Work to do - Please rescale the lines below, starting at the line that contains "where: green and yellow bucket" and stopping after the line that contains "[226,383,302,454]". Rewrite every line in that stretch, requests included, and multiply each coordinate in the answers by 0.3, rounding to the nearest whole number with halves rounded up.

Dataset records -
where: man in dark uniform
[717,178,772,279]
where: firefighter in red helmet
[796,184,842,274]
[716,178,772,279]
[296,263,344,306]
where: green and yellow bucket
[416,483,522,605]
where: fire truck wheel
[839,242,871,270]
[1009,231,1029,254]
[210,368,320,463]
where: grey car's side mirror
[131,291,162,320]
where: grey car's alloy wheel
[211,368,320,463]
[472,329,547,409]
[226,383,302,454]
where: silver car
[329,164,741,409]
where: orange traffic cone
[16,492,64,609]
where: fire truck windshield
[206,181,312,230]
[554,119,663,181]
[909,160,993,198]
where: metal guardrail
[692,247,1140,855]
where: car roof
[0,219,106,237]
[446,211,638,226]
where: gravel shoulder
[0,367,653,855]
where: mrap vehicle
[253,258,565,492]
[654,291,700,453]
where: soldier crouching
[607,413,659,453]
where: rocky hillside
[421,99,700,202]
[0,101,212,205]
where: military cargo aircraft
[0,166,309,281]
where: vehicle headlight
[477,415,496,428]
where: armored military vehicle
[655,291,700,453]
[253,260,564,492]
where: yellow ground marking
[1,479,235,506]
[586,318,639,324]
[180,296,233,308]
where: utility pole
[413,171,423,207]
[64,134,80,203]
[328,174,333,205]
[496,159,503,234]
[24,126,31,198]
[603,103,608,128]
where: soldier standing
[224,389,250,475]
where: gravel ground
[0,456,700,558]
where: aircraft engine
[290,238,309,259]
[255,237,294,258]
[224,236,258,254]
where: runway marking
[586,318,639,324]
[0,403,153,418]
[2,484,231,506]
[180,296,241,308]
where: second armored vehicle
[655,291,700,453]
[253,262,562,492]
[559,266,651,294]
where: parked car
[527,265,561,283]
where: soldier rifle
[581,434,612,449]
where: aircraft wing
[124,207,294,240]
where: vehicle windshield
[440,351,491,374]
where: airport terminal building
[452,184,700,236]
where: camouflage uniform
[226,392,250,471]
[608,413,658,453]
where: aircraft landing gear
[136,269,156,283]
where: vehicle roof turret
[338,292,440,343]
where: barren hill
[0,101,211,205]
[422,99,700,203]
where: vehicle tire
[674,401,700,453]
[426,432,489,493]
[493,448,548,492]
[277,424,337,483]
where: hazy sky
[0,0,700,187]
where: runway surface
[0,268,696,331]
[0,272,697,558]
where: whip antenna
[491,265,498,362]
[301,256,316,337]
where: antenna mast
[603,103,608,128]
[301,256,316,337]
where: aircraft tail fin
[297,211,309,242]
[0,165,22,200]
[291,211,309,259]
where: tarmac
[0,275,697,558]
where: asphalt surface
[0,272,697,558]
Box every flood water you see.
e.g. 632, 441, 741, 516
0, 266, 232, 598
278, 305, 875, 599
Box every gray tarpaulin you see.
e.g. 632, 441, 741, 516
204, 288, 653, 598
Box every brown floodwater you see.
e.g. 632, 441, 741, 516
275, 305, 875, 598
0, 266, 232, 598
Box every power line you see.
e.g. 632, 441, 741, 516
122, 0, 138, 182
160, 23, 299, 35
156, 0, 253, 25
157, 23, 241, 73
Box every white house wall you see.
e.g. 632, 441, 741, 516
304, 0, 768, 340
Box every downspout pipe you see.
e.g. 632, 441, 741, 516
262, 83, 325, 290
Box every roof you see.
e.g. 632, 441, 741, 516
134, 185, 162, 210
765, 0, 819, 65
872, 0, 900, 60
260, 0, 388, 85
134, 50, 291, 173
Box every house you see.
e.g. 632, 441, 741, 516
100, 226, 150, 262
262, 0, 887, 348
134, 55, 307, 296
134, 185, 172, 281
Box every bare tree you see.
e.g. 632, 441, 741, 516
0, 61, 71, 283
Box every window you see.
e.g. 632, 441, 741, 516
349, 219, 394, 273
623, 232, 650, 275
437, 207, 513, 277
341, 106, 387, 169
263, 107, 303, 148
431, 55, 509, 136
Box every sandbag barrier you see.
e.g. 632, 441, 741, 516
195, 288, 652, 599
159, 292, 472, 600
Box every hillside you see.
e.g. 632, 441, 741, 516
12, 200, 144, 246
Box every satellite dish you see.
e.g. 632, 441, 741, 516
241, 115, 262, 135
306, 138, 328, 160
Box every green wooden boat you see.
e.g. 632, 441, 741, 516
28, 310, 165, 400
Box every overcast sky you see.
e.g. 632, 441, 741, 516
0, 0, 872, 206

Finished answer -
where: green and yellow bucket
[125,145,157,182]
where: fire truck wheel
[252,73,261,81]
[303,69,309,76]
[63,110,96,139]
where: grey car's side mirror
[39,87,49,96]
where: grey car's alloy wheel
[63,110,96,139]
[142,99,164,123]
[68,115,91,136]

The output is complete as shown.